**Work task A**
Print everything in the Ell3 article from "Scientists call this" down to "or kidney cells." without changing a word.
**Work task B**
According to the Ell3 article, on how many enhancers in mouse embryonic stem cells did the search find Ell3 sitting?
**Work task C**
Pick up the Ell3 article after its last sentence and keep writing it.

**Excerpted text**

—————

Scientists call this flexibility “pluripotency,” meaning that as an organism develops, stem cells must be ready at a moment’s notice to activate highly diverse gene expression programs used to turn them into blood, brain, or kidney cells.
Scientists from the lab of Stowers Investigator Ali Shilatifard, Ph.D., report in the December 27, 2012 online issue of Cell that one way cells stay so plastic is by stationing a protein called Ell3 at stretches of DNA known as “enhancers” required to activate a neighboring gene. Their findings suggest that Ell3 parked at the enhancer of a developmentally regulated gene, even one that is silent, primes it for future expression. This finding is significant as many of these same genes are abnormally switched on in cancer.
“We now know that some enhancer misregulation is involved in the pathogenesis of solid and hematological malignances,” says Shilatifard. “But a problem in the field has been how to identify inactive or poised enhancer elements. Our discovery that Ell3 interacts with enhancers in ES cells gives us a hand-hold to identify and to study them.”
In 2000, Shilatifard identified Ell3 as the third member of the Ell (for “Eleven-nineteen lysine-rich leukemia gene”) family of elongation factors, proteins that increase the rate at which genes are expressed. “At the time, we didn’t think much of Ell3 because it was highly expressed in testes,” says Shilatifard, noting that then people thought that sperm were merely vessels used to carry paternal DNA to an egg and that associated factors would have little relevance to the regulation of future gene expression in the resulting embryo.
But a few years back, a curious Open University graduate student working in the Shilatifard lab, Chengqi Lin, started exploring a potential function for the neglected gene by initiating a global search for regions occupied by Ell3 in the genome of mouse embryonic stem cells. His search in collaboration with a bioinformatician in the Shilatifard lab, Alexander S. Garruss, revealed that Ell3 sits on more than 5,000 enhancers, including many that regulate genes governing stem cell maturation into spinal cord, kidney, and blood cells.

—————

**Data shown**
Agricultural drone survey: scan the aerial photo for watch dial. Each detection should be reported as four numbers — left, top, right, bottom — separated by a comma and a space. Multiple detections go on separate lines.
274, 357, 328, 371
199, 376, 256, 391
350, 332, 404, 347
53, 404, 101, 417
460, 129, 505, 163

—————

**Final answer A**
Scientists call this flexibility “pluripotency,” meaning that as an organism develops, stem cells must be ready at a moment’s notice to activate highly diverse gene expression programs used to turn them into blood, brain, or kidney cells.

**Final answer B**
More than 5,000.

**Final answer C**
“What was interesting was that Ell3 marked enhancers that are active and inactive, as well as enhancers that are known as “poised,” says Lin, referring to a transition state from inactive to active. “That indicated that Ell3’s major function might be to prime activation of genes that are just about to be expressed during development.”
The fact that silent genes can be “primed” for expression was no surprise: researchers knew that the enzymatic machine that copies DNA into the RNA blueprint for proteins—a protein called Pol II—often pauses at the start of a gene, presumably revving its engine in preparation to jump across the genetic start gate in response to a developmental signal. However, Shilatifard and colleagues showed several years ago that paused Pol II is not a prerequisite for rapid transcriptional induction.
The surprise came when researchers used a molecular trick to deplete mouse ES cells of Ell3 and then did a “genomic” survey. They found that paused Pol II vanished from the start sites of many genes in Ell3-deficient cells. This means that not only does Ell3 preferentially mark stem enhancers, but also that its presence there is necessary to keep an idling Pol II ready for action.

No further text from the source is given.